### Given passage
----

Sean Parker (Founders Fund) and Shervin Pishevar (Menlo Ventures) at Le Web.
Nothing says the end of December like prognostications for the new year. In 2011, the breakneck pace of early stage investing continued to grow, with new market segments like “collaborative consumption” (think “Airbnb for…”) and box-mail services (Birchbox, Blissmo, Trunk Club) tickling the fancy of investors. NYC continued its rise, and between Groupon, LinkedIn, and Zynga, 2011 will be remembered as the year that the tech IPO got its swagger (or at least pulse) back. So what’s in store in 2012?
In no particular order, here are ten trends that will shape venture capital in the coming year:
1. Differentiation will be the name of the LP fundraising game, and VCs will get more aggressive about seeking out international opportunities
Investing internationally is a double-edged sword for VCs. On the one hand, emerging startup markets offer fresh terrain in which to scoop the biggest and most interesting deals at more reasonable valuations than in the US. On the other, investing internationally is hard. Understanding not only legal but cultural differences takes time and work; understanding differences in the market opportunity takes work. Still, as companies like recent TC Disrupt winner Shaker continue to push foreign-born startups into the limelight, and as more dollars try to press into the very top tier of firms and VCs feel increased pressure from LPs to differentiate themselves, creating strategies around frontier markets is going to become more and more appealing.

----

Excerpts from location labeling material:
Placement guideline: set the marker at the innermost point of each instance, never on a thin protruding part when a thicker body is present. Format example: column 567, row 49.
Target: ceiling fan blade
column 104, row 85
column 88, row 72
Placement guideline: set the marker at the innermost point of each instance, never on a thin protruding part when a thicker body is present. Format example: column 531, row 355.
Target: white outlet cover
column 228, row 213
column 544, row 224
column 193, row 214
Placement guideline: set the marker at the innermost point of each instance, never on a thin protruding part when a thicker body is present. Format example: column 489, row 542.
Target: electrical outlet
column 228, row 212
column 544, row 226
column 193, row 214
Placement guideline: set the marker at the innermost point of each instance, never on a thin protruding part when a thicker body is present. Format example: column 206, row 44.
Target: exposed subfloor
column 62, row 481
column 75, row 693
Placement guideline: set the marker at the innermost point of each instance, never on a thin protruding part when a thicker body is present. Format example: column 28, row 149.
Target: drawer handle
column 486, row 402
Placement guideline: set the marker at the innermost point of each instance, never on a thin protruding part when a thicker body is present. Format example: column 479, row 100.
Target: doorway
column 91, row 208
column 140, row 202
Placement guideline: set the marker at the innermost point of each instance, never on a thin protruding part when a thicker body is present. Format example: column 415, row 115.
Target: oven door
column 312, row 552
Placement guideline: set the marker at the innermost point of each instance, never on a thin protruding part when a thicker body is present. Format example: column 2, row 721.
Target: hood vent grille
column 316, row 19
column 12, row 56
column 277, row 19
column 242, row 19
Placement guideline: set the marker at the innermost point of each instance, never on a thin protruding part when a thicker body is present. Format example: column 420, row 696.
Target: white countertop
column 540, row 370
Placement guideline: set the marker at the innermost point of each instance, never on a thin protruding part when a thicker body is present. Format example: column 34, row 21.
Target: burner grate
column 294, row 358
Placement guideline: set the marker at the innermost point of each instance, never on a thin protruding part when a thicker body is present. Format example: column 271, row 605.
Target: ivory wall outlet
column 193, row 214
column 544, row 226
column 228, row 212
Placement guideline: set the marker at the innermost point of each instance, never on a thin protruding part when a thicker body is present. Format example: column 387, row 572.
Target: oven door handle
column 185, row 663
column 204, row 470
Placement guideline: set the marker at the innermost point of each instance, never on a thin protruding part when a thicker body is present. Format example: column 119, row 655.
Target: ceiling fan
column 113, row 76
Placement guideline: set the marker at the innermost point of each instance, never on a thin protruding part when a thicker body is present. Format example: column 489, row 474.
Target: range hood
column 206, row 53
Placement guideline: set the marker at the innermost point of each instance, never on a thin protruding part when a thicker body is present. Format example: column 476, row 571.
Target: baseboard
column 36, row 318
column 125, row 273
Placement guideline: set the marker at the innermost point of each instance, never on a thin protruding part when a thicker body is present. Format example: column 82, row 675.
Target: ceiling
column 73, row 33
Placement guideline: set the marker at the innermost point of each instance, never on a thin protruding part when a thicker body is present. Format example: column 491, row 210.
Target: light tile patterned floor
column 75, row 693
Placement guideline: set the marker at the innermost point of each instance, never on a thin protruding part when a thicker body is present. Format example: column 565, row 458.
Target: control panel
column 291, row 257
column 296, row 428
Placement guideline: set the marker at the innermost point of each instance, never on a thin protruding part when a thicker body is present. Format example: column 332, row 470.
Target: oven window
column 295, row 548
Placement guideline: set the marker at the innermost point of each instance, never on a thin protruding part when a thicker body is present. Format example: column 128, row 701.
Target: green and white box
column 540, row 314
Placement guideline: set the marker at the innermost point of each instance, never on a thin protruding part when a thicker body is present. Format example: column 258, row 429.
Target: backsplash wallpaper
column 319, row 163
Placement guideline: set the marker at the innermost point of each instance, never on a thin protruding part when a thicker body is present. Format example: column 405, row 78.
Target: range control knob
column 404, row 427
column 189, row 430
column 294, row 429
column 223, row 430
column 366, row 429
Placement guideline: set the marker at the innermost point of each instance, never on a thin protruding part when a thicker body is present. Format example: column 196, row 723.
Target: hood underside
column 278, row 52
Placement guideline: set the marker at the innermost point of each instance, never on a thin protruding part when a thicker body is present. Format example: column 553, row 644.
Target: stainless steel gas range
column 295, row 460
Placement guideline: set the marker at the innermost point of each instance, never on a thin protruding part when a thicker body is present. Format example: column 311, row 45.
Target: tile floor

----

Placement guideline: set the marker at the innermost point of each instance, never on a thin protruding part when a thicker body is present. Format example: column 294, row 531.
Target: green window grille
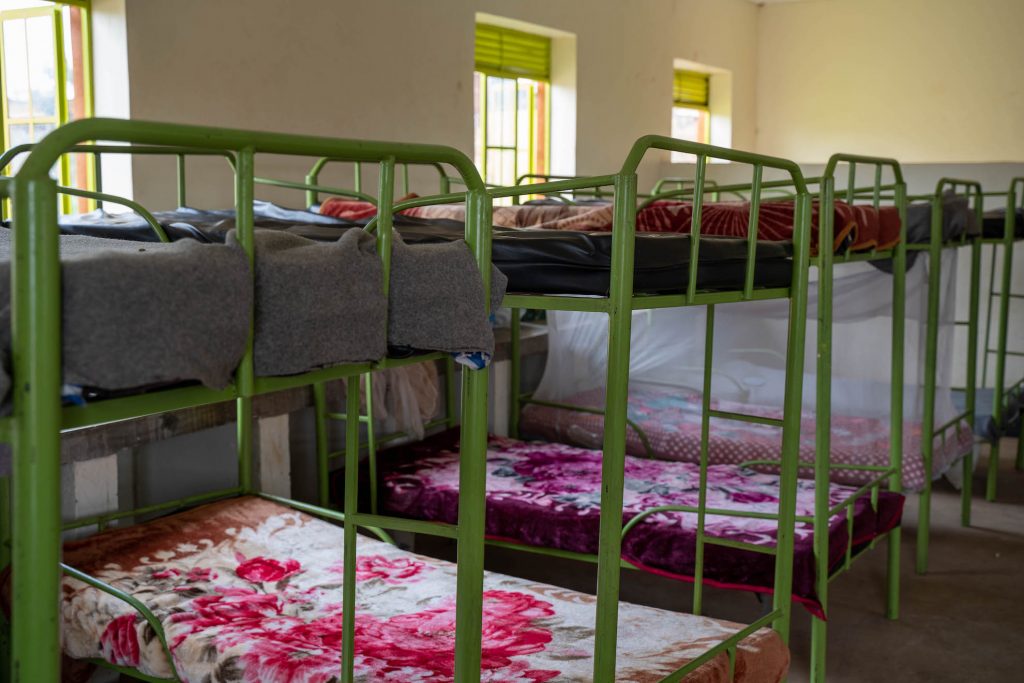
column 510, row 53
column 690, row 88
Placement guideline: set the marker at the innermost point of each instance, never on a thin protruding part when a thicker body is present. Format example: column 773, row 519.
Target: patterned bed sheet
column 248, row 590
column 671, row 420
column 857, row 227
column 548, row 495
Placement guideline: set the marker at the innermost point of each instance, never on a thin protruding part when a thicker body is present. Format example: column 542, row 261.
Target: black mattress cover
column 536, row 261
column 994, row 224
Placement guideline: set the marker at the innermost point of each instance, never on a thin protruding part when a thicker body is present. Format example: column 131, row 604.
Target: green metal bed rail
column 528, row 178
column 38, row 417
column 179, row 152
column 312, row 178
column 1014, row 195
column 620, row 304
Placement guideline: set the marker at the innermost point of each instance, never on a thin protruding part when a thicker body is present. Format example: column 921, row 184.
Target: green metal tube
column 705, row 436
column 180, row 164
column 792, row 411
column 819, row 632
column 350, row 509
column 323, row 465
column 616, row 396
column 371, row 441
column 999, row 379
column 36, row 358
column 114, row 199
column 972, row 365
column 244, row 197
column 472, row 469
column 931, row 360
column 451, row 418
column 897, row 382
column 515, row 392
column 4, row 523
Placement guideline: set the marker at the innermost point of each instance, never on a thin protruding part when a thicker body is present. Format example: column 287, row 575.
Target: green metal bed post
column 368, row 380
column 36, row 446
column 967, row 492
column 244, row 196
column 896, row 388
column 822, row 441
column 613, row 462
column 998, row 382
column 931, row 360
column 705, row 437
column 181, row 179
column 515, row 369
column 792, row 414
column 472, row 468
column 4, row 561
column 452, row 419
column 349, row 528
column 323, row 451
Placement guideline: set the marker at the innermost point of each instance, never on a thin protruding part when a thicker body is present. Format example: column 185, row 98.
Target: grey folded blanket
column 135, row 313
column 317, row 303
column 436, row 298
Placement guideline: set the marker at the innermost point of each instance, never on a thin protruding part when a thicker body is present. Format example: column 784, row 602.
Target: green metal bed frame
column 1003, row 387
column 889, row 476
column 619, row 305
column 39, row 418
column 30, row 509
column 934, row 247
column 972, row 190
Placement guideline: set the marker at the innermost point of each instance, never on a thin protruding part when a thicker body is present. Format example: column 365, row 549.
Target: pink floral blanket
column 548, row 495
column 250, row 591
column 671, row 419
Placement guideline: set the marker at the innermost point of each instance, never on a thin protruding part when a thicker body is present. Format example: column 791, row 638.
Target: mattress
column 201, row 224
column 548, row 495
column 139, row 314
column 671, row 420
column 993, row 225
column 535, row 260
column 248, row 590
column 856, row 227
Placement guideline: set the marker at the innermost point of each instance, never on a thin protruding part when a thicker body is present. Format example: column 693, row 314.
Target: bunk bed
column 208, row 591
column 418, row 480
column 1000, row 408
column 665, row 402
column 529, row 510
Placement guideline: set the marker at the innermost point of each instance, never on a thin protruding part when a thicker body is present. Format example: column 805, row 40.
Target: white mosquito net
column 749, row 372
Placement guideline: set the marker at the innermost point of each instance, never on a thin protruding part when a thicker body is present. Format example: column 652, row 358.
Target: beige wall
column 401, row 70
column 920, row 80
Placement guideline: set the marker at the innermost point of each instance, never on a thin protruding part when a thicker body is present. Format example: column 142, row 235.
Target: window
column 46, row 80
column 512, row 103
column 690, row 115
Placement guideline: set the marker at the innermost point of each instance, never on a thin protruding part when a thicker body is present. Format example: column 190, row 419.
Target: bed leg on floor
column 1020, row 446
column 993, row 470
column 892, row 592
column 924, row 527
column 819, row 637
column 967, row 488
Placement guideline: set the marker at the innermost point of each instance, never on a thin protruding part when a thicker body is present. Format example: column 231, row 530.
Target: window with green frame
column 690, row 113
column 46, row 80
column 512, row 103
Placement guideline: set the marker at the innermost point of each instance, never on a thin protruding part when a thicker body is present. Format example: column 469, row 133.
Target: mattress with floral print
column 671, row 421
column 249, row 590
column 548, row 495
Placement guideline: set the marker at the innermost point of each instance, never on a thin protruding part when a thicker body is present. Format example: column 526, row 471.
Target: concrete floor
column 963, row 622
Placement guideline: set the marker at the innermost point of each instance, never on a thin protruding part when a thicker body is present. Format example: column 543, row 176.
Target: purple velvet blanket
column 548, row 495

----

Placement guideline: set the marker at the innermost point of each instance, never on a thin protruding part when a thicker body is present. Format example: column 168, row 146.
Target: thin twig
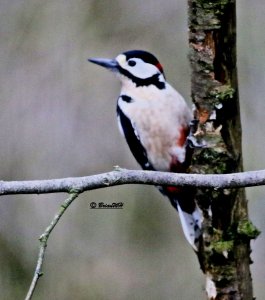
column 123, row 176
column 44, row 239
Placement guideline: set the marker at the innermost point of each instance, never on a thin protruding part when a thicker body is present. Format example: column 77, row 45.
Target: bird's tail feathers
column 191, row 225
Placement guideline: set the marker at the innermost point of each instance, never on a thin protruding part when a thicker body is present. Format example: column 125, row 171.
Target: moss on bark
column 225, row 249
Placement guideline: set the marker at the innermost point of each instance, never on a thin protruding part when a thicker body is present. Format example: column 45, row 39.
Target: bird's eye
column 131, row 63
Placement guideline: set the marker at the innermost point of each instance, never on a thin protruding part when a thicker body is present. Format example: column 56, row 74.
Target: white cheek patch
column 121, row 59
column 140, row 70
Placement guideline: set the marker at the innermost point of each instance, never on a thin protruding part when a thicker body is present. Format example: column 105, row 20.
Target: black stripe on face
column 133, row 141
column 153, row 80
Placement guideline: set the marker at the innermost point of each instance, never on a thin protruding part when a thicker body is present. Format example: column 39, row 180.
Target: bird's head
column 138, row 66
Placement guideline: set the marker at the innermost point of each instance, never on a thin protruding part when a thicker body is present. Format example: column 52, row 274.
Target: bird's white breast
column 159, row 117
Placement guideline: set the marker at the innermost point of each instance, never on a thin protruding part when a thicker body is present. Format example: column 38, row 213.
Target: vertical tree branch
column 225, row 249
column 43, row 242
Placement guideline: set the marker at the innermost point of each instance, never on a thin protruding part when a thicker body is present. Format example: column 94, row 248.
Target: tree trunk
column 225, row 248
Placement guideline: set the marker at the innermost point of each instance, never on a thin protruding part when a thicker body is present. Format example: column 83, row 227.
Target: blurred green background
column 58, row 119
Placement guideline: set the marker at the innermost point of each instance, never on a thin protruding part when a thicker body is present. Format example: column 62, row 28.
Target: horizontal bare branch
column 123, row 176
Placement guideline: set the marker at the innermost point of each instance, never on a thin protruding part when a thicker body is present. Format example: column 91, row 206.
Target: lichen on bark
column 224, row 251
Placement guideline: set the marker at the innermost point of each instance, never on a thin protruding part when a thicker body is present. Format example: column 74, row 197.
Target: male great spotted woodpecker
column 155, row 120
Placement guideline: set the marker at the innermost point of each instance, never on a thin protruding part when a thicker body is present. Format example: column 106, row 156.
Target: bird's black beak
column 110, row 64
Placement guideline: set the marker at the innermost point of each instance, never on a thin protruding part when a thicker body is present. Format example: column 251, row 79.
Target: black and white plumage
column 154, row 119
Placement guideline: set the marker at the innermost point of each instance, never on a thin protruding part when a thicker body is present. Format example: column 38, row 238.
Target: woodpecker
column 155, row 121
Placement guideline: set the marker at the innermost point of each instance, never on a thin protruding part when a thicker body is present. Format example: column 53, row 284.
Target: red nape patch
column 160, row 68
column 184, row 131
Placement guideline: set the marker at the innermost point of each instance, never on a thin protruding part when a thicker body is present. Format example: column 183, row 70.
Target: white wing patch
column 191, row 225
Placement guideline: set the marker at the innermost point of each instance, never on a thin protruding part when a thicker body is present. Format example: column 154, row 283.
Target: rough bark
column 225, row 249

----

Answer these questions about the venture capital passage:
1. Which three companies does it name in connection with the tech IPO getting its swagger back in 2011?
2. How many trends does it say will shape venture capital in the coming year?
3. What startup does it identify as a recent TC Disrupt winner?

### Exercise answer
1. Groupon, LinkedIn, and Zynga
2. Ten
3. Shaker